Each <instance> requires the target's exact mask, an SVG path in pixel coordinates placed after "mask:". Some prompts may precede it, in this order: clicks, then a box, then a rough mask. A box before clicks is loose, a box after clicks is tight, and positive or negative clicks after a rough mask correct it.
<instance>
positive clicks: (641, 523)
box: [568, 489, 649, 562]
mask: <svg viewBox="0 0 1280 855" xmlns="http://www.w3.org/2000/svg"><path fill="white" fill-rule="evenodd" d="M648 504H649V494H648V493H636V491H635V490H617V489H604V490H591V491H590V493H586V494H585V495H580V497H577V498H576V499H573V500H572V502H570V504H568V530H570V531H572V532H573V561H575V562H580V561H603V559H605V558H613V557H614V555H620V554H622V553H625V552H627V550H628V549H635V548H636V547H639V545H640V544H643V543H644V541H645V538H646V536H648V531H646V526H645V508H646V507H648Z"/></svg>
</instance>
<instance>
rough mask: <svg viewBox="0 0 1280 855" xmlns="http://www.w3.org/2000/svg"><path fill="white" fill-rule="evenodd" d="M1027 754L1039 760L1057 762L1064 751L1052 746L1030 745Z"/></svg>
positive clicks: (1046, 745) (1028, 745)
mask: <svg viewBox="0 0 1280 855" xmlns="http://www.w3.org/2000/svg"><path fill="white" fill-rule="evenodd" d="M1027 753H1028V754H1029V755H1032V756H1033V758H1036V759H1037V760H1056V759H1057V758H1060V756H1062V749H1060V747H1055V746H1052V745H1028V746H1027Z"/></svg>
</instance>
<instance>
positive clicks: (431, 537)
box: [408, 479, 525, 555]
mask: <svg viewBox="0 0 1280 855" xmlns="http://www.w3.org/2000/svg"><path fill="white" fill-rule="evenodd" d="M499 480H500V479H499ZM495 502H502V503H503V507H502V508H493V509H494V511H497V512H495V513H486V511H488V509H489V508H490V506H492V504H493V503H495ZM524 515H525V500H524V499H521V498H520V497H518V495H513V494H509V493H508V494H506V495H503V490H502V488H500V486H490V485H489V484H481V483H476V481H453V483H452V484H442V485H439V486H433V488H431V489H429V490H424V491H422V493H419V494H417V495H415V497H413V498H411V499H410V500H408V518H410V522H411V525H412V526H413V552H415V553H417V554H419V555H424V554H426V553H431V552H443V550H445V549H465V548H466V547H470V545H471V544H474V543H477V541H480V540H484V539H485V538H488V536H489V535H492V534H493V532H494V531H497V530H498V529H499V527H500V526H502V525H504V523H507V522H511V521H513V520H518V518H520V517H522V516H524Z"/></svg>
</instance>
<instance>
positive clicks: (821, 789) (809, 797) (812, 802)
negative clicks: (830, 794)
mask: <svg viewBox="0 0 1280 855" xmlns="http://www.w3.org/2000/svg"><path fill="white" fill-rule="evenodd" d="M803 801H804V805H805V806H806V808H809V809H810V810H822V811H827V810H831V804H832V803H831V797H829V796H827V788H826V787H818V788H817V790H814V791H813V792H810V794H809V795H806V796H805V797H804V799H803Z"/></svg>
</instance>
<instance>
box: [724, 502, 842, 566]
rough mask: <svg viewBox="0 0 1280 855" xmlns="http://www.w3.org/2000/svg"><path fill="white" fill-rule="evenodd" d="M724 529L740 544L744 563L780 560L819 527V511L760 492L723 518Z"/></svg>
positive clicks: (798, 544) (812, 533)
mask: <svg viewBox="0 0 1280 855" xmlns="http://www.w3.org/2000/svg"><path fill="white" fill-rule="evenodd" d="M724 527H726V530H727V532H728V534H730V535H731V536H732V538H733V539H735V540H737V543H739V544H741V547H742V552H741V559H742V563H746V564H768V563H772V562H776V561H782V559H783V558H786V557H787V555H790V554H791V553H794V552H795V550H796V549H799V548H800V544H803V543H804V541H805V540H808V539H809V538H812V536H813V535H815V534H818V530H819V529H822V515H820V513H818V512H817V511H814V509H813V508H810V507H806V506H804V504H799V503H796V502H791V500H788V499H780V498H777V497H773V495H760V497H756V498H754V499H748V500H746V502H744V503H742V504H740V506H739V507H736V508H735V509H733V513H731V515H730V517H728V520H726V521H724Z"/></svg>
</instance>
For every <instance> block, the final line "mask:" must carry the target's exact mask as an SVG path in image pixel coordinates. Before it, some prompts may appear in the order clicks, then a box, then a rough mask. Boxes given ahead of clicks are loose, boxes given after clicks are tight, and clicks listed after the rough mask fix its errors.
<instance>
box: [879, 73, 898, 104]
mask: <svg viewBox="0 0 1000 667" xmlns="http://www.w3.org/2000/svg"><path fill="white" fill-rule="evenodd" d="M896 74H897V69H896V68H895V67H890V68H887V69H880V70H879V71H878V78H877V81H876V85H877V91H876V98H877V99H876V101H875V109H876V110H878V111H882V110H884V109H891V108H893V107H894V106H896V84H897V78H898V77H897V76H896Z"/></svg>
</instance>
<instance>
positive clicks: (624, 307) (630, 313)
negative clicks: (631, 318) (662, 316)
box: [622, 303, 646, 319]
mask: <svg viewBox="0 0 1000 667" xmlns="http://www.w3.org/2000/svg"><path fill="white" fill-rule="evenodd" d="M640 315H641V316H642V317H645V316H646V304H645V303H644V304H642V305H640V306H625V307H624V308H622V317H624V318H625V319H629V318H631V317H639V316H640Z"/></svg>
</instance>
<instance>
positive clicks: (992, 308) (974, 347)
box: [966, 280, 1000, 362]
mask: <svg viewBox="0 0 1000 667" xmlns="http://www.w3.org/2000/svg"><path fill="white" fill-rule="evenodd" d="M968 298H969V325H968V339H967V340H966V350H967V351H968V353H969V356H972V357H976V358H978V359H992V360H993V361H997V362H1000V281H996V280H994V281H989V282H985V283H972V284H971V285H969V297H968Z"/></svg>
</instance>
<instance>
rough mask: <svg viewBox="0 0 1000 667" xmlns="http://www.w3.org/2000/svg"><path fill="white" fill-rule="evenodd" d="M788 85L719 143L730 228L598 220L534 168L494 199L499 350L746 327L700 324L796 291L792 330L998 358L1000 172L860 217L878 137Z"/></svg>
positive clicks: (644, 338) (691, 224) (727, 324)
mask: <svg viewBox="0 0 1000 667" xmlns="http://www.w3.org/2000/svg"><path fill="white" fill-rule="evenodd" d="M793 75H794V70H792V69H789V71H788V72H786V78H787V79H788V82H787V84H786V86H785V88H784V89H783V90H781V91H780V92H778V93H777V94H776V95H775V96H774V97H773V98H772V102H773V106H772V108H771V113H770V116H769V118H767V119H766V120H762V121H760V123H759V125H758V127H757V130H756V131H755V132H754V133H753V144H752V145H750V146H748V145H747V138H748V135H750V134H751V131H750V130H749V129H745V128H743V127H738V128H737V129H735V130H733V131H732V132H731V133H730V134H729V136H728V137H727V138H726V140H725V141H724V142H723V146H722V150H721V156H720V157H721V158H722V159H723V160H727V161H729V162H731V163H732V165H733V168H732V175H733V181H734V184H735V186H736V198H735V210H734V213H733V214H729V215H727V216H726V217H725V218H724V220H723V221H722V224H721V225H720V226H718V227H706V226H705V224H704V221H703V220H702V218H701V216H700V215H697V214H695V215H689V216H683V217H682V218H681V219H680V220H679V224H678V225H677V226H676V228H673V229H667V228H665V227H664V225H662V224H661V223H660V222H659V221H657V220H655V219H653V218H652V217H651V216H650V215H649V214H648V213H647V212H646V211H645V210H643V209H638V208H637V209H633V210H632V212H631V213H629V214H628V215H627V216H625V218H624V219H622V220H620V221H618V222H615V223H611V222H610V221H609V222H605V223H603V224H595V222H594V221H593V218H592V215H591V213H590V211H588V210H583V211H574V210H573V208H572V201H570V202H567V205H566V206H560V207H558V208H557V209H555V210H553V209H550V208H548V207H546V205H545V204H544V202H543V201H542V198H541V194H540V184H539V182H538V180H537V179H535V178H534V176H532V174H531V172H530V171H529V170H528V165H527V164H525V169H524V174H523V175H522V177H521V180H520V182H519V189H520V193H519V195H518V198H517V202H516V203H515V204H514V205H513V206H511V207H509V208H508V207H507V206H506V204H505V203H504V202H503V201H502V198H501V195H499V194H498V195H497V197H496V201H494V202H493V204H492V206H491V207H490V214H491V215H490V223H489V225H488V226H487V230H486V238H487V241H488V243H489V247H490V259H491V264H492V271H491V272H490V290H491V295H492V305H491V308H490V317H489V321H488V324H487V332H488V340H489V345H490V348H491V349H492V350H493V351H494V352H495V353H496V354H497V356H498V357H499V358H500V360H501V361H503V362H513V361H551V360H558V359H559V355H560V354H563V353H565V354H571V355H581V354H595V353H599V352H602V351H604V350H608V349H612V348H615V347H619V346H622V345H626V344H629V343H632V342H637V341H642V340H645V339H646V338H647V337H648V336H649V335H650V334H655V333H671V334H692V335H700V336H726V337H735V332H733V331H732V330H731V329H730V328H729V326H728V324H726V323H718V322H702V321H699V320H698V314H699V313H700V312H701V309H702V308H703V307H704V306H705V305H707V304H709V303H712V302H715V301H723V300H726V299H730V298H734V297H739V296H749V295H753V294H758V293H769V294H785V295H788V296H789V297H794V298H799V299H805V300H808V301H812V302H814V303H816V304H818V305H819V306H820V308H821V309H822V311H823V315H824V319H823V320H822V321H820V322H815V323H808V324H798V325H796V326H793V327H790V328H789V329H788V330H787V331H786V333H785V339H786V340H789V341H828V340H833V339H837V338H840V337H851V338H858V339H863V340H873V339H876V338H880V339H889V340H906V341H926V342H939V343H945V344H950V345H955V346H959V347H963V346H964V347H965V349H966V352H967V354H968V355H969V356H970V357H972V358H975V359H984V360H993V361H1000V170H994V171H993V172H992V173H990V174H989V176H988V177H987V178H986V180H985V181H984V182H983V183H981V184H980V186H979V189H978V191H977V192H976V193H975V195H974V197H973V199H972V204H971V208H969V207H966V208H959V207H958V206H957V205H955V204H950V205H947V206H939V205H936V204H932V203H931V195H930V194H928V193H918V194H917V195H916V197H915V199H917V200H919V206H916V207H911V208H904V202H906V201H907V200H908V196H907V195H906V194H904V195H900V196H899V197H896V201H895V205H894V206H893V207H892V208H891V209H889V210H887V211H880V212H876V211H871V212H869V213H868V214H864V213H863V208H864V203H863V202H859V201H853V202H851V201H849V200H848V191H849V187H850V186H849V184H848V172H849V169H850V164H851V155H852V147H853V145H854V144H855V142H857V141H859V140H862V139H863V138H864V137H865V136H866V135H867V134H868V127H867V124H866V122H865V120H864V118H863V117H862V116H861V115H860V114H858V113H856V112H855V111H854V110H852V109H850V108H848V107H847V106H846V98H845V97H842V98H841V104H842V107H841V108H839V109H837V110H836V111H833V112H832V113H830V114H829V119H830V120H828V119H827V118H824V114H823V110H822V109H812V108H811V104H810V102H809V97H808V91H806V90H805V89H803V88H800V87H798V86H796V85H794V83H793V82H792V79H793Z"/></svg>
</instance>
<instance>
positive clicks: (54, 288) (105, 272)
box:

::::::::::

Aim of the task:
Count how many lines of the data above contain the string "negative", treating uppercase and lowercase letters as distinct. Reply with the number alone.

Expected output:
3